Very proudly holding this and other print-outs in my hands, I went on looking at what I actually wrote there. Thanks to the quite detailled error messages of QBasic, I must have understood quickly what was going on. I had written my first computer program. Well, okay: typewritten. But then again I played around and by trying out things, I determined what was responsible for what. Then came a time when I did not want to know about painting at the PC. From now on, the “compiler” (that actually wasn’t one yet) was my new playground. And the keyboard my sand shovel. And monitor, printer as well as the PC speaker had to serve my inexhaustible inventiveness, for I learned to combine these elements more or rather less reasonably in the following months and years. During this time, I created countless effectively unusable DOS applications like calculators, screen savers, really ineffective password locks and so on.

After quite some QBasic and QuickBasic came a time of Turbo Pascal, also for DOS. I can only remember two amateur radio programs from that time, both of with were used at least by my parents: A first logbook to manage all radio contacts and QSL cards (here’s a successor), and a VHF contest program that kept all contest-relevant data like the contacts log, including a map to visualise locators for better adjusting the antenna direction. But eventually both became obsolete with our vanishing contest activities and the appearance of overlong callsigns – and also with the increasing use of Windows.

Windows

At first, I wrote many DOS programs because I was not convinced of Windows too much yet. While the whole window management was a lot easier, it was all a bit scary because much happend by itself and I could not control it. A rather tried to rebuild the graphical interface. Okay, let’s not talk about that… although I achieved considerable results on that. Even when Windows 95 came up, I still invented mostly DOS programs. Maybe that was because we still only had Windows 3.1 at school. And due to my participation in the computer course (some years later at grammar school, 7th/8th class) I was in touch with that technology there, too. In return, there was a Novell network and a lot to explore in its administration.

▬▬▬▬▬▬▬▬▬▬

» **Jobs**:
• A. Please edit everything in the programming passage from "After quite some" down to "use of Windows.", putting "Delphi" in place of "Turbo Pascal".
• B. Render everything in the records from the line containing "Note: pick out every instance of the rocky" down to the end of the records as a Markdown table with the columns n (the row number) and Line. Leave out blank lines.
The text and the records were drawn from separate sources.

▬▬▬▬▬▬▬▬▬▬

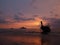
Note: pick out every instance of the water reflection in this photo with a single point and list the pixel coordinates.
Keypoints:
(20, 40)
(51, 39)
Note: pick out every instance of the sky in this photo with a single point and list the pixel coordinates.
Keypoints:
(29, 13)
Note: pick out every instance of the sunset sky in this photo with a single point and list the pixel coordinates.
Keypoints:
(29, 13)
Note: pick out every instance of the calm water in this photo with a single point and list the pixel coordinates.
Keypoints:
(29, 39)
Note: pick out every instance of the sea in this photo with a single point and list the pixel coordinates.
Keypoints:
(28, 38)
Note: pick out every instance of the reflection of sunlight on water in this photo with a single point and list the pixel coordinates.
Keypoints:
(25, 39)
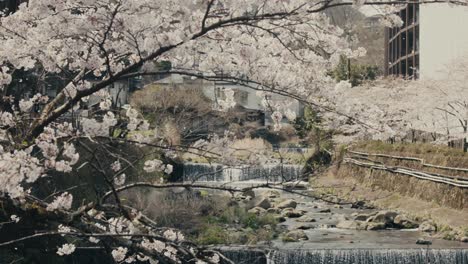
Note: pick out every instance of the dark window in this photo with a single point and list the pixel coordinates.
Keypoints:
(410, 14)
(403, 67)
(410, 67)
(403, 44)
(410, 41)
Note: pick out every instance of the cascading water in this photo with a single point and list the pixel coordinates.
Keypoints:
(221, 173)
(381, 256)
(352, 256)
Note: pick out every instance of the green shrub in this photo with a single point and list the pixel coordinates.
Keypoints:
(211, 235)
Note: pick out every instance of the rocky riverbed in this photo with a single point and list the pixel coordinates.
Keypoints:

▬▬▬▬▬▬▬▬▬▬

» **Answers to the tasks**:
• A.
After quite some QBasic and QuickBasic came a time of Delphi, also for DOS. I can only remember two amateur radio programs from that time, both of with were used at least by my parents: A first logbook to manage all radio contacts and QSL cards (here’s a successor), and a VHF contest program that kept all contest-relevant data like the contacts log, including a map to visualise locators for better adjusting the antenna direction. But eventually both became obsolete with our vanishing contest activities and the appearance of overlong callsigns – and also with the increasing use of Windows.

• B.
| n | Line |
|---|---|
| 1 | Note: pick out every instance of the rocky riverbed in this photo with a single point and list the pixel coordinates. |
| 2 | Keypoints: |